-- START --
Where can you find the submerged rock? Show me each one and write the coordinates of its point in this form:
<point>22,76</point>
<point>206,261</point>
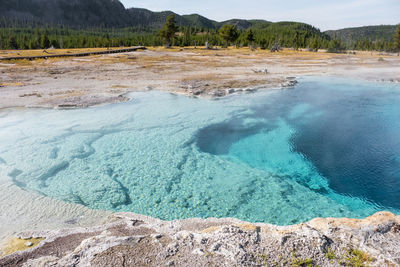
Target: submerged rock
<point>136,240</point>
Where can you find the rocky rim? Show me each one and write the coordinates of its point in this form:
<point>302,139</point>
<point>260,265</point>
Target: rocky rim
<point>135,240</point>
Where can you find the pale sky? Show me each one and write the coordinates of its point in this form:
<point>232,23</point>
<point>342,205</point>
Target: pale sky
<point>326,15</point>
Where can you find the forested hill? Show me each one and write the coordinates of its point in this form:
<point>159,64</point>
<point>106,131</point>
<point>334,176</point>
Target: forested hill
<point>99,14</point>
<point>373,33</point>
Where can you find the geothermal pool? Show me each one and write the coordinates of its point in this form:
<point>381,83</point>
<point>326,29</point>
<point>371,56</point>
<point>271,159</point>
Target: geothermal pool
<point>326,148</point>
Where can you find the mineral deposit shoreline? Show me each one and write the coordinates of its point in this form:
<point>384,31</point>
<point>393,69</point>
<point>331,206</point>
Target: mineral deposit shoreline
<point>100,79</point>
<point>129,239</point>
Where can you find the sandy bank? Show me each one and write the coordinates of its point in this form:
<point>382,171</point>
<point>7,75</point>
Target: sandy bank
<point>94,80</point>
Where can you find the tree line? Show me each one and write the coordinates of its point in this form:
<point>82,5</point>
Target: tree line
<point>286,34</point>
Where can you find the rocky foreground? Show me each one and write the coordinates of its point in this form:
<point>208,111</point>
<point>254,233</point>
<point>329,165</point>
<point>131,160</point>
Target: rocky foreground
<point>136,240</point>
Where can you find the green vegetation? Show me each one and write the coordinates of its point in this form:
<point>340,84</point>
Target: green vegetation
<point>397,38</point>
<point>379,38</point>
<point>169,30</point>
<point>229,33</point>
<point>39,24</point>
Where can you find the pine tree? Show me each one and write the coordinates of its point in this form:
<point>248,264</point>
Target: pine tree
<point>12,43</point>
<point>169,30</point>
<point>44,41</point>
<point>229,33</point>
<point>397,38</point>
<point>249,37</point>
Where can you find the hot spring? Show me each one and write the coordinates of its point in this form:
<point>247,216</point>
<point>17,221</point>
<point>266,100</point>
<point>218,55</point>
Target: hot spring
<point>326,148</point>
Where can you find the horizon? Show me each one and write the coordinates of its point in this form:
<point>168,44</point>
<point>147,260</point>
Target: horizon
<point>335,16</point>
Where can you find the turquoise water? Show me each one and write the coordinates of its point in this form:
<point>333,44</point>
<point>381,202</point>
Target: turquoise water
<point>328,148</point>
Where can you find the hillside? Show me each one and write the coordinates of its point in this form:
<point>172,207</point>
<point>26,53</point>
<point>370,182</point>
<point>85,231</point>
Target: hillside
<point>103,14</point>
<point>374,33</point>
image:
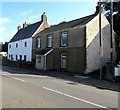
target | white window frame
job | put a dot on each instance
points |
(49, 39)
(16, 45)
(25, 44)
(63, 56)
(62, 35)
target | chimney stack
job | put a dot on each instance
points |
(19, 27)
(25, 25)
(44, 17)
(98, 9)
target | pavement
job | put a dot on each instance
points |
(89, 80)
(26, 88)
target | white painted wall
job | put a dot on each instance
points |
(21, 49)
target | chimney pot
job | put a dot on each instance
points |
(19, 27)
(25, 25)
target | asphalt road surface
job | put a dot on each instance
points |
(23, 90)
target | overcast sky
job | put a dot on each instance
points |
(16, 13)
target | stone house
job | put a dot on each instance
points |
(74, 46)
(22, 45)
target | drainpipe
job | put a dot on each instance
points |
(100, 39)
(111, 32)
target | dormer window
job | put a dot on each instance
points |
(64, 39)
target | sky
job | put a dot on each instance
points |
(14, 14)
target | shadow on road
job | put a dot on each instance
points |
(89, 80)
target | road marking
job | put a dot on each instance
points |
(14, 78)
(91, 103)
(18, 79)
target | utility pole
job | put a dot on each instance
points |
(100, 39)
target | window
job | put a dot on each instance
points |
(9, 46)
(64, 39)
(16, 45)
(49, 40)
(24, 57)
(25, 44)
(63, 61)
(38, 42)
(16, 57)
(20, 57)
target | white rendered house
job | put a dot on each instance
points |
(22, 44)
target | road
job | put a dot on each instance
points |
(24, 90)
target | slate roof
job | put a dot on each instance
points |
(26, 32)
(43, 51)
(70, 24)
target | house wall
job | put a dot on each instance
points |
(34, 38)
(21, 49)
(92, 43)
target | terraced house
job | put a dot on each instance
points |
(71, 46)
(74, 46)
(22, 45)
-- END --
### DIRECTION
Reproduce everything from the start of the listing down to the line containing "<point>286,34</point>", both included, keeping the requests and raising each coordinate in the answer points by 5, while the requests and their format samples stay unchanged. Leave the pictures out.

### COMPLETED TASK
Where can you find the submerged rock? Show me each one and write the coordinates of its point in this form:
<point>22,76</point>
<point>206,261</point>
Target: submerged rock
<point>141,245</point>
Where can you find the rocky rim? Show me each one and write the coordinates of its point in this form:
<point>302,139</point>
<point>260,265</point>
Target: rocky rim
<point>140,245</point>
Where can you find the pale sky? Show me each one and write the coordinates of its point in this form:
<point>232,23</point>
<point>342,205</point>
Target: pale sky
<point>331,20</point>
Where can you find the forested hill? Show me each one and write the coordinates of its point in this form:
<point>159,64</point>
<point>106,131</point>
<point>334,176</point>
Target: forested hill
<point>104,19</point>
<point>378,38</point>
Where can you find the geothermal pool? Show me each one and write the coordinates of its point in this form:
<point>381,83</point>
<point>326,29</point>
<point>371,56</point>
<point>271,159</point>
Target: geothermal pool
<point>331,153</point>
Where can you find the mineral deposit shoreline? Show me each one and write the coordinates of its point in this form:
<point>384,31</point>
<point>393,69</point>
<point>331,206</point>
Target: mineral deposit shoreline
<point>105,84</point>
<point>134,244</point>
Where can you find the sandy bank? Show me each one and write the coordinates of its point in this form:
<point>382,171</point>
<point>7,75</point>
Target: sandy bank
<point>99,85</point>
Where can you find the tree line? Show me each one and write the coordinates of its point in this form:
<point>82,5</point>
Target: tree line
<point>291,39</point>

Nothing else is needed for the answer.